EXTRACTED TEXT:
________

There are a lot of things that can get in the way of and even ruin a good relationship, but few things will damage a relationship quite like money issues.

When a person suddenly comes into unexpected money, like a large family inheritance, they might reveal who they really are, and it’s not always a good look, cringed the “Am I the A**hole?” (AITAH) subReddit.

Redditor Throwawaywinherit was shocked when his wife received a large inheritance from her father, only to turn around and immediately point out to him that he would not receive a cent of her money.

But when his wife put all of the burden on him to pay the bills, despite the inheritance money she had access to, the Original Poster (OP) began to question what was happening to their relationship.

He asked the sub:

“AITAH for threatening to quit my job because my wife just randomly quit hers?”

The OP’s wife recently received a large family inheritance from her father.

“My (35 Male) wife (33 Female) inherited a large chunk of her late father’s sizable estate.”

“She made it very clear that the money she inherited was supposed to go to her dad’s bloodline, also known as her and our children (13 Female and 9 Male), and that I’m not entitled to a cent of it.”

“We live in North Dakota and I make 52,000 dollars a year doing a property management job I hate. It gets old driving around dealing with tenants who take their frustration out on me because my boss decided to cut corners.”

“My wife worked as an accounts payable clerk making 32,000 dollars per year. She hated her job, too, because there was no growth and it was boring.”

“But she held the job to show her dad she was responsible.”

With her father’s death, the OP’s wife found herself entrusted to two major income streams.

“Her dad died and now she inherited a five-bedroom mortgage-free house in another state. It’s in one of the most high cost of living areas near a private college where nearly all the students come from East Coast private schools.”

“She rented out the house by bedroom to students and gets 6,000 dollars per month when it’s all said and done.”

________

PROBLEMS TO WORK ON:
(A) Reproduce everything in the inheritance article from "The OP’s wife recently" down to "major income streams.".
(B) According to the inheritance article, how much does the wife get per month from renting out the house by bedroom?

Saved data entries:
________

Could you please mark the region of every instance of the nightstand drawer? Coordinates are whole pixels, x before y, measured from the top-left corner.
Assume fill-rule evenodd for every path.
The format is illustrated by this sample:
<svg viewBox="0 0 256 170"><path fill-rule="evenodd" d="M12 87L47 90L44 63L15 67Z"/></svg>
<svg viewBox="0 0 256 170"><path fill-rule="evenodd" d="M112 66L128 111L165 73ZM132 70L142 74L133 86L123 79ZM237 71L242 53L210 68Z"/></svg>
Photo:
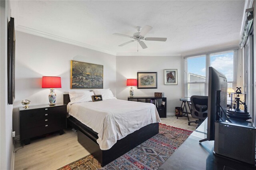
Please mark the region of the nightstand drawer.
<svg viewBox="0 0 256 170"><path fill-rule="evenodd" d="M66 123L64 121L62 121L54 123L44 125L34 128L24 129L21 132L21 140L47 134L66 128Z"/></svg>
<svg viewBox="0 0 256 170"><path fill-rule="evenodd" d="M47 110L44 109L22 111L20 114L20 121L23 123L30 122L37 122L42 121L48 117L49 114Z"/></svg>
<svg viewBox="0 0 256 170"><path fill-rule="evenodd" d="M54 123L58 122L62 122L66 119L66 115L63 114L58 114L58 117L47 117L40 121L22 123L20 124L20 127L22 129L36 127L41 126Z"/></svg>

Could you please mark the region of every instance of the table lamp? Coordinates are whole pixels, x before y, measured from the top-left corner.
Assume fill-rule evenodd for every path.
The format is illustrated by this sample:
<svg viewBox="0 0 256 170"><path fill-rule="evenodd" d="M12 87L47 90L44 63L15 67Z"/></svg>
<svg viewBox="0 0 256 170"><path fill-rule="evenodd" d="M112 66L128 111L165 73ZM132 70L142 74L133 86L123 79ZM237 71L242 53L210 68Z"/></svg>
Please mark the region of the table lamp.
<svg viewBox="0 0 256 170"><path fill-rule="evenodd" d="M137 79L128 79L126 81L126 86L131 86L131 89L130 89L130 97L133 97L133 89L132 86L137 86Z"/></svg>
<svg viewBox="0 0 256 170"><path fill-rule="evenodd" d="M56 94L54 88L61 88L61 81L60 77L43 76L42 88L50 88L49 94L49 101L50 106L55 105Z"/></svg>

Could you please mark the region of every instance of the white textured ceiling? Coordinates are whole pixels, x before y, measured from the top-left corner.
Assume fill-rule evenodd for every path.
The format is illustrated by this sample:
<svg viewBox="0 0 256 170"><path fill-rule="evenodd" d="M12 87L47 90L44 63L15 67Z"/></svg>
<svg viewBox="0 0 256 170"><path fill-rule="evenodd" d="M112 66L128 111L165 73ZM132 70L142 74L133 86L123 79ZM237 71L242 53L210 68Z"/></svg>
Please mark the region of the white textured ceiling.
<svg viewBox="0 0 256 170"><path fill-rule="evenodd" d="M181 54L211 47L238 45L244 6L244 1L237 0L14 1L11 4L16 30L60 37L118 54L137 53L137 43L118 47L131 40L113 33L132 36L137 26L146 25L153 29L145 37L166 37L167 40L145 41L148 48L142 49L139 45L139 53Z"/></svg>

________

RESPONSES PER TASK:
(A)
The OP’s wife recently received a large family inheritance from her father.

“My (35 Male) wife (33 Female) inherited a large chunk of her late father’s sizable estate.”

“She made it very clear that the money she inherited was supposed to go to her dad’s bloodline, also known as her and our children (13 Female and 9 Male), and that I’m not entitled to a cent of it.”

“We live in North Dakota and I make 52,000 dollars a year doing a property management job I hate. It gets old driving around dealing with tenants who take their frustration out on me because my boss decided to cut corners.”

“My wife worked as an accounts payable clerk making 32,000 dollars per year. She hated her job, too, because there was no growth and it was boring.”

“But she held the job to show her dad she was responsible.”

With her father’s death, the OP’s wife found herself entrusted to two major income streams.

(B) 6,000 dollars per month.